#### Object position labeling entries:
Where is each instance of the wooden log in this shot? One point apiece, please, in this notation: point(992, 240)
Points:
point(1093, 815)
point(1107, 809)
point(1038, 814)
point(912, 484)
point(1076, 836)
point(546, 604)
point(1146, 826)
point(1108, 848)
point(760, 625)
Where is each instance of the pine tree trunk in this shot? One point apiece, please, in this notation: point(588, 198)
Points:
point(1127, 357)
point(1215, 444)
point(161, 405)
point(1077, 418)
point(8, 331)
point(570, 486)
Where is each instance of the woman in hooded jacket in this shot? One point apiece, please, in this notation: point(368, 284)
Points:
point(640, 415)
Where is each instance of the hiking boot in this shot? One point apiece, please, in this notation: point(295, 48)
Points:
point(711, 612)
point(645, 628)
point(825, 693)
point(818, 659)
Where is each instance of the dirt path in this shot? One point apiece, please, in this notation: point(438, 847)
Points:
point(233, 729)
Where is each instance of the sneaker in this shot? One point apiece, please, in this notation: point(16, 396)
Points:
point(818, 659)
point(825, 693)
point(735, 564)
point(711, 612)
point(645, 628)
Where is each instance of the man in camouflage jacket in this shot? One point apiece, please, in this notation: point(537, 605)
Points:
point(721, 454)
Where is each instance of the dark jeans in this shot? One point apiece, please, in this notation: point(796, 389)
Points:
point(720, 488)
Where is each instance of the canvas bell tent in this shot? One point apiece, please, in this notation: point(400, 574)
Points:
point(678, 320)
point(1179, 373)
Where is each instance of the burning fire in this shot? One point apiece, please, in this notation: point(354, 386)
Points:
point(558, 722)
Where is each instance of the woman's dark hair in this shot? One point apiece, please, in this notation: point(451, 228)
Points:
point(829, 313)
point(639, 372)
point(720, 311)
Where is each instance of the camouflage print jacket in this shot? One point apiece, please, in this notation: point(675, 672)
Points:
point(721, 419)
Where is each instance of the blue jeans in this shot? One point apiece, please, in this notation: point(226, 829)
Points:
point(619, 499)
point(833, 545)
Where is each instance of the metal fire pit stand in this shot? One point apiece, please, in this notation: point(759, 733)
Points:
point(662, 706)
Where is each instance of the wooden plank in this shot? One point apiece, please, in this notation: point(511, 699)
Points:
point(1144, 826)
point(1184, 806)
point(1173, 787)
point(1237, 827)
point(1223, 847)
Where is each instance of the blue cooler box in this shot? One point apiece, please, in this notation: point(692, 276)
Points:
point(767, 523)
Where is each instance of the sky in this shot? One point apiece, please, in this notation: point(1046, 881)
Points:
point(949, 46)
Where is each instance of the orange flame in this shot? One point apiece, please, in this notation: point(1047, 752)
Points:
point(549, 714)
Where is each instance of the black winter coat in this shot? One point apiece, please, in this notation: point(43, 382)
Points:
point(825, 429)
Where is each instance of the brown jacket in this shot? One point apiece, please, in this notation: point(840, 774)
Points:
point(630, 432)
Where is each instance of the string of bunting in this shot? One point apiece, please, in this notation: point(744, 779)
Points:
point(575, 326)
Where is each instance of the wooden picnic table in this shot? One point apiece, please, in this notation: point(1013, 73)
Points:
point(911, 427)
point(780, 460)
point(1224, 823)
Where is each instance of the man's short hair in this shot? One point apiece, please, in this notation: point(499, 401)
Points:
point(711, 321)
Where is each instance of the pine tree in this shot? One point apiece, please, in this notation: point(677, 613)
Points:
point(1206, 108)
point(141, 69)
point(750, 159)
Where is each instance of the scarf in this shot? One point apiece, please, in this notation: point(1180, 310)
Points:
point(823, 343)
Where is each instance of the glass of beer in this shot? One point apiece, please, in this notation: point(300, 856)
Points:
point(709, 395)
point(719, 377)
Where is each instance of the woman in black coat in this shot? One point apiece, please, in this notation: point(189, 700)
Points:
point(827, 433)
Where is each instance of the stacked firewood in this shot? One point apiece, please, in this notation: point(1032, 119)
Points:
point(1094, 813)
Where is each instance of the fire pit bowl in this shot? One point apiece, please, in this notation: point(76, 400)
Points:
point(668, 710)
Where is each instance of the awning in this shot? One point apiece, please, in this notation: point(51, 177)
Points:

#### To do:
Retype the lines from the line that contains "Where is each instance of the fire" through the end of the entries, with every character unchanged.

#### Solution for this problem:
Where is each instance of the fire pit bowl in this shot? One point apiece, please, in this notation: point(76, 400)
Points:
point(668, 710)
Where is each instance of the awning in this shot? One point apiece, please, in this notation: point(51, 177)
Points:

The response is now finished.